Problem description - What is needed is an exact copy of the entries below, from the line that contains "Task: set one pin on each instance of the bird's" through the final line, both included, and nothing else.
----------
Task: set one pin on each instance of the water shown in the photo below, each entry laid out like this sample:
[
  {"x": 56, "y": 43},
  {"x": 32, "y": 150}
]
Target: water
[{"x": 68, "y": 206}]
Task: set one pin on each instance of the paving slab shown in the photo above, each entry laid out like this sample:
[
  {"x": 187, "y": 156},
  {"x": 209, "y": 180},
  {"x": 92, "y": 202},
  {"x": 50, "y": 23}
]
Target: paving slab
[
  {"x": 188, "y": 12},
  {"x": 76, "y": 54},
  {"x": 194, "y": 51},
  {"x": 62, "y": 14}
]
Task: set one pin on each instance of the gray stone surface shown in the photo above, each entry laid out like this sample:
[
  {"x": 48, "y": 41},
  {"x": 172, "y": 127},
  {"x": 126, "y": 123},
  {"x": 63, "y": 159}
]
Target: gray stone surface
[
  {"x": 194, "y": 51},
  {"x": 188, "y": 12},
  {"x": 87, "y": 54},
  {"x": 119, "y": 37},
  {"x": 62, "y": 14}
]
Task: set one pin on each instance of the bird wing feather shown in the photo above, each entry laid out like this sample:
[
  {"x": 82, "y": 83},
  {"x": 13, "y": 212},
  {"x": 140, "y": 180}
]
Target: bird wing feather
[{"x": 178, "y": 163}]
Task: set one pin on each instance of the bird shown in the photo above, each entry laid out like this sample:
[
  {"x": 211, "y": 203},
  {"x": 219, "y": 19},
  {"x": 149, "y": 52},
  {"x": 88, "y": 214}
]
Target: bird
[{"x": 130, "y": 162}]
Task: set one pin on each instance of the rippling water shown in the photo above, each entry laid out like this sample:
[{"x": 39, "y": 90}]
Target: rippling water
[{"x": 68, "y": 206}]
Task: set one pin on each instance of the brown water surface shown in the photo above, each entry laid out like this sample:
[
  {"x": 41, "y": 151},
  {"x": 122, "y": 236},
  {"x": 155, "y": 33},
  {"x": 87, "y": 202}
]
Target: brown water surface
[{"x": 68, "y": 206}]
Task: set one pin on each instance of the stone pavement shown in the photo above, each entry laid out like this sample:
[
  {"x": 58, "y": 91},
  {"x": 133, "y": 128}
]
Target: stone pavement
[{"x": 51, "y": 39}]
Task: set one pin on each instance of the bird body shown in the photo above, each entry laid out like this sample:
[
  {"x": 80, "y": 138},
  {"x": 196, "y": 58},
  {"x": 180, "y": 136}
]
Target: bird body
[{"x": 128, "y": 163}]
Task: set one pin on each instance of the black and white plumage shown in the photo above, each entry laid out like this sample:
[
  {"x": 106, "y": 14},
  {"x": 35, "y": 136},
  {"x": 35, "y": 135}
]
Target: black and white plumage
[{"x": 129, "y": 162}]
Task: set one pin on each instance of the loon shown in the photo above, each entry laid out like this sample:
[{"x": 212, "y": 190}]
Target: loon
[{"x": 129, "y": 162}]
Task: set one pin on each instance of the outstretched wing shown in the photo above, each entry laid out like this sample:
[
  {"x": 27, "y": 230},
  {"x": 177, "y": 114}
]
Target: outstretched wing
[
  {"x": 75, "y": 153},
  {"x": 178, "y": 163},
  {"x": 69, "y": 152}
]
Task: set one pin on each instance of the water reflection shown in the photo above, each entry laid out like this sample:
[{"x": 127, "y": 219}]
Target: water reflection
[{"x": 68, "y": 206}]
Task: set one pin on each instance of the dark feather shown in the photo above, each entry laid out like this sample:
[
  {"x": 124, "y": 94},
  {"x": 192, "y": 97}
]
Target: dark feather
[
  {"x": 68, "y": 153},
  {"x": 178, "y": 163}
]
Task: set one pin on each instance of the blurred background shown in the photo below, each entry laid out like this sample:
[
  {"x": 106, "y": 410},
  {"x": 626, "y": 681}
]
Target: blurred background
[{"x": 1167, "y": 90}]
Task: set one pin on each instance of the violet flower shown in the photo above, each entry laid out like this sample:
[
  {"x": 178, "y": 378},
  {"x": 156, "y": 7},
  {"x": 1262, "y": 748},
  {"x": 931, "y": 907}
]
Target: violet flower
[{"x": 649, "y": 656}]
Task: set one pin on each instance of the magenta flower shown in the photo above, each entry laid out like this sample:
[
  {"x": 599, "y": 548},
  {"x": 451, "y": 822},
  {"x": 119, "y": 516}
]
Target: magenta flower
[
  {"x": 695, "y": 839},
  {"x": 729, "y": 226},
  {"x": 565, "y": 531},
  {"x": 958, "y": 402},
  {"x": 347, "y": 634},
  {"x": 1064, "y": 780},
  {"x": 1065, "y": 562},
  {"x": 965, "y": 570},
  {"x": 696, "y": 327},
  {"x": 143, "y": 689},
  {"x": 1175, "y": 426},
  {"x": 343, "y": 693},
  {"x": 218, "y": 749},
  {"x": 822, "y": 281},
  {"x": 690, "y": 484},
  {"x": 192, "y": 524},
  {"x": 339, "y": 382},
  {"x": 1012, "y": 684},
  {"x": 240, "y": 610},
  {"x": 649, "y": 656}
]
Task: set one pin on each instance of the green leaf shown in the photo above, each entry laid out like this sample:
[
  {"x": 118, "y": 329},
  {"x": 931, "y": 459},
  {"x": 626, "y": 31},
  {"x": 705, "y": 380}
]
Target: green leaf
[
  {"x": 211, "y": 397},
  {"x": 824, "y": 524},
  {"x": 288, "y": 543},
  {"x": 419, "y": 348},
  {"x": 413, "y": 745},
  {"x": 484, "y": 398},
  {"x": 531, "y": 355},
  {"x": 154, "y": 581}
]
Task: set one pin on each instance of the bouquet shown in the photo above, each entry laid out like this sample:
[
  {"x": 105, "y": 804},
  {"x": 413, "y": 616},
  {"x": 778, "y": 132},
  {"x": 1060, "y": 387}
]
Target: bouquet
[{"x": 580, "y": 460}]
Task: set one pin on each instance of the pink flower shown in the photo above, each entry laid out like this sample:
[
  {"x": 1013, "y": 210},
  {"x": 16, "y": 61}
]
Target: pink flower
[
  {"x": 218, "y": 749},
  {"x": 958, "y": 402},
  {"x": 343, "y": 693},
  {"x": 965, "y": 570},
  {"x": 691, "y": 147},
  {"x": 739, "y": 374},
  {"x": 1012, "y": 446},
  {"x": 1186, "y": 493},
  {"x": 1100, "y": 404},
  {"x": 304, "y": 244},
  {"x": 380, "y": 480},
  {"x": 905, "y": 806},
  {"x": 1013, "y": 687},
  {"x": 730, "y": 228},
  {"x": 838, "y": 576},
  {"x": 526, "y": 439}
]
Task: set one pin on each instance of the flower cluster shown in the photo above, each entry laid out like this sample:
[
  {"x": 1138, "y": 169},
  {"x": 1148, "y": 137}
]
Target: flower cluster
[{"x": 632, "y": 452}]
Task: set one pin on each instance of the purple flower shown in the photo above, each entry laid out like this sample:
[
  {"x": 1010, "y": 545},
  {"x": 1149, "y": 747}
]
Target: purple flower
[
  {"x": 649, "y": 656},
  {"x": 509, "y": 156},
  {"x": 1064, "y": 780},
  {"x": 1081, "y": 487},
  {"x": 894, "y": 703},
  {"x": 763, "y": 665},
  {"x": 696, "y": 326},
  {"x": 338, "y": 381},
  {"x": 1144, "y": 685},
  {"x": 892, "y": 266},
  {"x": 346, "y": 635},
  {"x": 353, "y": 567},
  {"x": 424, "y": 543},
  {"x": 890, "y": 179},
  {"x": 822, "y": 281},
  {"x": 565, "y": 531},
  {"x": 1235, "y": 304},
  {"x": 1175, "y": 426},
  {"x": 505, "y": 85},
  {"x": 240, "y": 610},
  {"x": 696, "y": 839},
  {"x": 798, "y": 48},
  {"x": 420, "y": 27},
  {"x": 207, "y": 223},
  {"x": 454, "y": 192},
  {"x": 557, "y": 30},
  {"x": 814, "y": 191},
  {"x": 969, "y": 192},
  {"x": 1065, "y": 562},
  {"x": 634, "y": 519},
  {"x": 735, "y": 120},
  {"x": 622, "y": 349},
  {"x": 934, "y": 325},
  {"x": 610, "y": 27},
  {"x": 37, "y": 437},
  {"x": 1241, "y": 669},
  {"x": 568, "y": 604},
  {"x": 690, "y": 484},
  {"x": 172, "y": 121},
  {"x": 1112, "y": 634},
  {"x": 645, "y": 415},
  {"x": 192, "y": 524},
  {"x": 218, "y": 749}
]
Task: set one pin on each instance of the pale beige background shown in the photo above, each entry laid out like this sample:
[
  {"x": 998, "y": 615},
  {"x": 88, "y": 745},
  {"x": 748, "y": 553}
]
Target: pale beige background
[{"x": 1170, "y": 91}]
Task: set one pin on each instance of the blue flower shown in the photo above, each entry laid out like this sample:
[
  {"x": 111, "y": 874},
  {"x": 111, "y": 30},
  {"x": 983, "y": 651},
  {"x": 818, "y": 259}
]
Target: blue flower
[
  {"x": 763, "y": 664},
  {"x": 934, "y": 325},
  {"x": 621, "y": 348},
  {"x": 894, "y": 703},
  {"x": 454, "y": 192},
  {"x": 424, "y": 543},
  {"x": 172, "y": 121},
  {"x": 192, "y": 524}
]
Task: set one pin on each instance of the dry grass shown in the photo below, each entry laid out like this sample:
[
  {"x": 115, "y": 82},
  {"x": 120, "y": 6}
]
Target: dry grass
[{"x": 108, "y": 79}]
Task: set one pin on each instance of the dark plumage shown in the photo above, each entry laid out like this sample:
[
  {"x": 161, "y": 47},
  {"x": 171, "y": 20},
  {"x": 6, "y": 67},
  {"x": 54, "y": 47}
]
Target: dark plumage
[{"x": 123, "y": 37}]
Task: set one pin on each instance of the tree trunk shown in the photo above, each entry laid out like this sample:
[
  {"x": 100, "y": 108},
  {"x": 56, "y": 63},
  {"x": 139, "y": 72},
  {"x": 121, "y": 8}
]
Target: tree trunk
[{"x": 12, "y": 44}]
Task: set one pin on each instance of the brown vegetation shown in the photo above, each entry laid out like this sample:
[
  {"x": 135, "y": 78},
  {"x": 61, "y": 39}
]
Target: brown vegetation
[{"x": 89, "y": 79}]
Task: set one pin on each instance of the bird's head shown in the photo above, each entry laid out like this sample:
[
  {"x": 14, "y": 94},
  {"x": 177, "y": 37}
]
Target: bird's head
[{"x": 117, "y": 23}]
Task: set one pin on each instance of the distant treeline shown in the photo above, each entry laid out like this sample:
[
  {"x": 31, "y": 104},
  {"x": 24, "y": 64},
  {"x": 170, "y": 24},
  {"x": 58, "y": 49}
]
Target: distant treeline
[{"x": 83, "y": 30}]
----------
Correct response -
Task: set one pin on each instance of the bird's head shown in the photo above, each entry laid out like this sample:
[
  {"x": 14, "y": 94},
  {"x": 177, "y": 37}
]
Target: bird's head
[{"x": 117, "y": 23}]
Task: set one pin on each instance of the distant treeline shown in the photo above, each entry laid out like this sample:
[
  {"x": 31, "y": 104},
  {"x": 24, "y": 64},
  {"x": 170, "y": 24},
  {"x": 58, "y": 49}
]
Target: distant treeline
[{"x": 83, "y": 30}]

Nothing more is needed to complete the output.